● **Passage for review**
___

Can Your Dog See in Color?
Despite common misconception, your dog can see in color. He can't see the same range of color you see, but he can use color to distinguish between different objects.
Scientists believed for many years that dogs could only see in black and white, but recent research has shown differently. In fact, dogs see colors the way a color-blind human sees them. Read on to learn how your dog sees the world in color...
A sky of blue and grass of... gray?
Because dogs have fewer light-catching cells, called cones, they can only see colors in the blue and yellow wavelengths. So they can see blue and yellow, but not red and green. Overall, their world is colored in yellow, blue and gray.
Can they see light or dark colors?
Although their color range is limited, dogs can see different shades of color. If seeing a rainbow for example, they'd see it in shades ranging from dark and light blue to gray, light yellow, dark yellow and dark gray. Tests show they detect items based on color and shade, so the ball you throw him might appear light yellow against the gray-looking grass.
Although some breeds can be nearsighted or farsighted, dogs in general have less visual acuity than humans. They can see fast-moving objects, but can't clearly focus on objects up close, which might look blurry or out of focus. If Fido visited a human eye doctor, for example, he'd be classified with 20/75 vision instead of 20/20.
Now that you know more about your dog's view of the world, be mindful of the colors you choose. When training, avoid red and green objects together as they might be confusing. Choose dog-friendly colors instead.

___

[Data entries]
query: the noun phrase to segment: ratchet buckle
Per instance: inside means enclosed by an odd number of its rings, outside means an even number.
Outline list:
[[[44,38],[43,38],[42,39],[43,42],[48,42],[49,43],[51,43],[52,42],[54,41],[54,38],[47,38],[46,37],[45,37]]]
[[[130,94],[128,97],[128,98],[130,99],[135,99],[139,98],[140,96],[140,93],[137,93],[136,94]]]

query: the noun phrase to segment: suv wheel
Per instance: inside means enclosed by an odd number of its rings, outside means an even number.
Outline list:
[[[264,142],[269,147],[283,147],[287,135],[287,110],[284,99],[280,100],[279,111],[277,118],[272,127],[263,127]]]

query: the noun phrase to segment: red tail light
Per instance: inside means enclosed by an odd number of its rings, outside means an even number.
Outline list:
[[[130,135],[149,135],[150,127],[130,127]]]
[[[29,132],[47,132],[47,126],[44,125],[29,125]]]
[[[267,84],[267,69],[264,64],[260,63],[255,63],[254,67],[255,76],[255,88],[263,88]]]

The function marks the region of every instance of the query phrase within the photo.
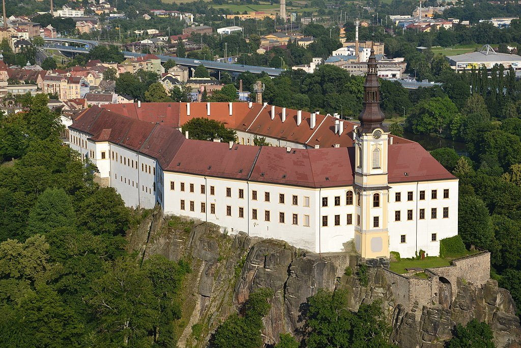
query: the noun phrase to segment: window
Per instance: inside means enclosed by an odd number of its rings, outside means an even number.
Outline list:
[[[322,226],[327,227],[327,215],[325,215],[322,217]]]
[[[373,195],[373,207],[374,208],[380,207],[380,194],[375,194]]]
[[[348,191],[345,193],[345,205],[353,205],[353,191]]]
[[[394,221],[399,221],[401,220],[402,213],[400,210],[396,210],[394,212]]]
[[[373,169],[380,168],[380,149],[375,149],[373,150]]]

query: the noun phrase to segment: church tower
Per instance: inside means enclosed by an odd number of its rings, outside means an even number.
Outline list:
[[[364,90],[364,109],[358,116],[360,125],[355,130],[354,137],[355,245],[362,257],[388,257],[389,133],[382,124],[385,115],[380,109],[380,83],[373,47]]]

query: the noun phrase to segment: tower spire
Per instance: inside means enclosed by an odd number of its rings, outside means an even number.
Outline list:
[[[380,109],[380,82],[375,56],[374,43],[371,46],[371,55],[367,62],[367,75],[364,83],[364,109],[358,116],[360,127],[364,133],[371,133],[381,128],[386,118]]]

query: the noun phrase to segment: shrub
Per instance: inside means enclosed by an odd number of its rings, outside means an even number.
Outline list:
[[[440,256],[441,257],[461,255],[466,251],[463,241],[459,235],[444,238],[440,241]]]

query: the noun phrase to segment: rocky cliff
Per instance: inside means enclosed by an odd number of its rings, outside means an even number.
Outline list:
[[[159,211],[144,219],[128,239],[129,250],[138,251],[140,257],[159,254],[191,265],[183,284],[182,318],[177,323],[179,347],[206,346],[216,328],[238,310],[250,292],[261,287],[275,292],[264,319],[267,343],[276,343],[281,333],[298,337],[302,304],[319,289],[341,287],[349,290],[353,310],[363,302],[382,300],[392,327],[391,340],[400,347],[442,347],[451,337],[455,322],[465,323],[473,317],[490,325],[497,346],[521,343],[512,297],[492,280],[478,289],[461,284],[450,308],[413,307],[406,311],[395,304],[381,269],[368,269],[367,286],[355,276],[343,274],[346,266],[356,263],[353,256],[319,255],[280,241],[228,236],[212,224],[164,219]]]

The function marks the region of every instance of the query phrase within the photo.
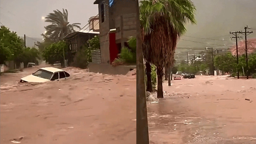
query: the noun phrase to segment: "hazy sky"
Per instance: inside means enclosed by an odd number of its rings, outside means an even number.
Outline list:
[[[89,18],[98,13],[95,0],[1,0],[0,21],[19,36],[41,38],[44,27],[50,23],[42,19],[53,10],[67,9],[71,23],[81,23],[82,28]]]
[[[229,40],[229,31],[244,30],[246,25],[256,28],[256,0],[192,0],[197,9],[197,24],[188,24],[187,36]],[[98,13],[95,0],[1,0],[0,21],[19,36],[42,38],[46,16],[53,10],[66,9],[68,21],[80,23],[83,27],[89,18]],[[256,30],[248,38],[256,37]],[[228,42],[183,36],[185,40],[217,44],[231,44]],[[234,41],[233,40],[232,41]],[[214,47],[217,45],[180,40],[178,47]]]

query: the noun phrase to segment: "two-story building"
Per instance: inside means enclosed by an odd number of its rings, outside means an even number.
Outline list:
[[[98,5],[101,62],[111,64],[136,36],[136,5],[134,0],[96,0]]]

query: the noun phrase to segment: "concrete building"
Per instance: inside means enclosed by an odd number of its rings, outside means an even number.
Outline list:
[[[67,58],[69,66],[72,66],[74,56],[76,52],[85,45],[88,40],[99,34],[99,32],[81,30],[70,33],[64,37],[64,40],[69,45]]]
[[[94,4],[99,6],[101,62],[111,64],[129,37],[136,36],[136,2],[96,0]]]

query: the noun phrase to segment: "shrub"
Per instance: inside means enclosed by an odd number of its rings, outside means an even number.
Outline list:
[[[252,78],[256,78],[256,73],[252,74]]]
[[[87,56],[84,50],[81,50],[76,54],[74,57],[74,63],[76,67],[83,69],[87,68]]]

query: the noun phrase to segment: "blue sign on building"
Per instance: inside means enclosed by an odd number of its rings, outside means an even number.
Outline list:
[[[114,1],[114,0],[109,0],[109,6],[111,6],[112,5]]]

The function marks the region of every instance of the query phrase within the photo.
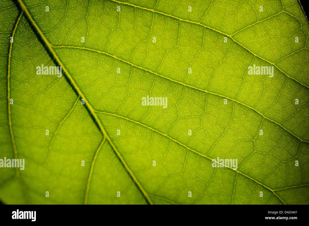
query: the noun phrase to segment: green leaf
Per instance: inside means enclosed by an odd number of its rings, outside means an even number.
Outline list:
[[[298,1],[78,2],[0,5],[3,202],[309,204]]]

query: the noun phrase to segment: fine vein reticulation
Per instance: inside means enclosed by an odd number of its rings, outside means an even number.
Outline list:
[[[5,169],[5,203],[308,203],[298,2],[33,2],[0,9],[0,158],[26,162]],[[273,77],[248,74],[254,64]],[[63,76],[36,74],[42,64]],[[168,107],[142,106],[147,95]],[[238,169],[212,167],[217,157]]]

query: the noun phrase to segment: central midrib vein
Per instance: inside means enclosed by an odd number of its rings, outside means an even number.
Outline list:
[[[104,137],[106,138],[106,139],[108,141],[108,143],[109,143],[110,145],[112,147],[114,151],[117,155],[122,165],[125,167],[125,168],[127,171],[128,172],[128,173],[129,174],[129,175],[133,179],[135,183],[136,184],[138,188],[142,192],[147,201],[149,204],[153,204],[151,199],[150,199],[149,198],[148,194],[146,192],[146,191],[144,189],[144,188],[141,185],[140,183],[137,180],[137,178],[136,177],[135,177],[134,174],[133,174],[133,172],[132,171],[131,171],[131,170],[130,170],[130,168],[128,166],[128,165],[125,161],[123,158],[120,154],[120,153],[119,151],[118,151],[117,149],[116,148],[116,147],[114,144],[113,143],[112,141],[110,138],[109,138],[109,137],[107,133],[106,133],[106,131],[105,131],[105,130],[104,129],[104,128],[102,126],[102,123],[101,123],[100,121],[99,120],[97,116],[95,114],[95,112],[93,109],[92,108],[92,106],[88,102],[88,100],[86,98],[85,96],[82,92],[79,89],[78,87],[76,85],[75,82],[75,81],[74,79],[73,79],[70,73],[69,73],[68,72],[67,70],[66,69],[62,64],[62,62],[60,61],[60,59],[59,59],[59,57],[58,57],[58,56],[56,54],[56,53],[55,52],[52,47],[51,45],[49,43],[49,42],[48,41],[48,40],[47,40],[46,37],[43,34],[42,31],[41,31],[41,30],[39,27],[38,26],[36,23],[32,18],[32,17],[28,11],[28,9],[27,8],[27,7],[26,7],[26,6],[23,4],[23,3],[21,1],[21,0],[18,0],[18,2],[19,3],[20,7],[21,7],[22,10],[23,12],[24,12],[27,16],[27,18],[29,20],[30,24],[34,27],[34,28],[35,28],[35,29],[36,30],[35,31],[37,32],[37,33],[40,35],[40,37],[42,39],[43,41],[44,42],[44,44],[46,45],[46,48],[53,54],[53,56],[55,57],[55,59],[56,60],[56,61],[59,65],[62,67],[63,71],[64,72],[64,76],[66,76],[67,78],[69,79],[71,83],[71,84],[70,85],[73,86],[73,88],[77,92],[81,98],[85,100],[85,105],[88,109],[88,110],[89,111],[90,111],[90,113],[91,114],[91,116],[93,117],[94,118],[95,121],[95,122],[96,123],[96,124],[99,127],[99,129],[103,134]]]

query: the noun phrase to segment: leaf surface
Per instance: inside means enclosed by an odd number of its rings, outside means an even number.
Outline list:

___

● **Exercise**
Quote the article on canine color vision, starting with "Although their color" and going on through "the gray-looking grass.". These data entries come from a source unrelated to the article on canine color vision.

● **Response box**
Although their color range is limited, dogs can see different shades of color. If seeing a rainbow for example, they'd see it in shades ranging from dark and light blue to gray, light yellow, dark yellow and dark gray. Tests show they detect items based on color and shade, so the ball you throw him might appear light yellow against the gray-looking grass.